§ AIM OF THE TASK: A word-for-word copy of the data is what's wanted, with no pictures.

§ Stored items from a collection:
---*---

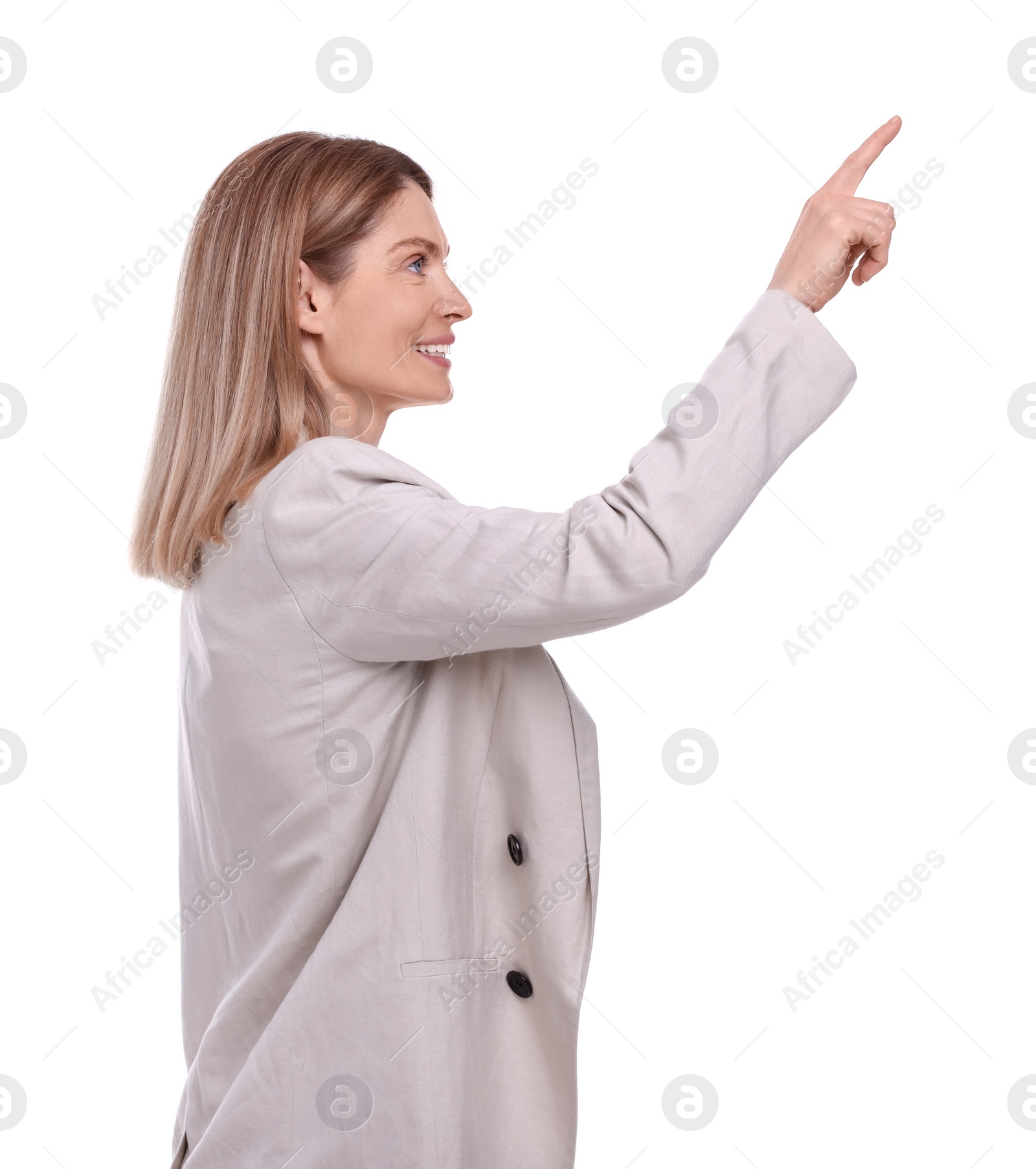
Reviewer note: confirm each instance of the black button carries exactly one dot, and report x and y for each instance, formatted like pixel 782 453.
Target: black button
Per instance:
pixel 519 983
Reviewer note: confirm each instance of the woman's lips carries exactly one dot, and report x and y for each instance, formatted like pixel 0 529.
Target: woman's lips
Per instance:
pixel 440 359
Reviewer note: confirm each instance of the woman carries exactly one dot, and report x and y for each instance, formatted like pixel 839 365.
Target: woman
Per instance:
pixel 388 794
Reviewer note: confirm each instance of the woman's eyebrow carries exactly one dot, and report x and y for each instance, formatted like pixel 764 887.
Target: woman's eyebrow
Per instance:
pixel 418 241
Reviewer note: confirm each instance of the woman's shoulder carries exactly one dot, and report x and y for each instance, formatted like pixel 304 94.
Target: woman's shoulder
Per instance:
pixel 336 467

---*---

§ RESPONSE TO THIS TASK:
Reviewer note: confirm each instance of the black button carries exactly one dot, and report x and y for each instance, formatted like pixel 782 453.
Target: black button
Per instance:
pixel 519 983
Reviewer note: confirm each instance of the woman's lips carries exactly one dot, and report x and y for each instance, formatted like pixel 0 529.
Target: woman's lips
Per instance:
pixel 440 359
Reviewer note: confirm each instance of the woman carries exactly one dot, and report x and y for each instance, formatted like pixel 839 365.
Target: woman
Per instance:
pixel 388 794
Reviewer note: confirm each instance of the woman's eyebrow carries exactly one dot, and report x and y for each instance, formatted like pixel 764 887.
Target: woman's eyebrow
Per instance:
pixel 418 241
Reviewer note: confirm each instance of the woman's shoulder carries exactly one dot, and report x and y for each instance, formatted like pixel 304 94.
Target: woman's shoulder
Per instance:
pixel 336 467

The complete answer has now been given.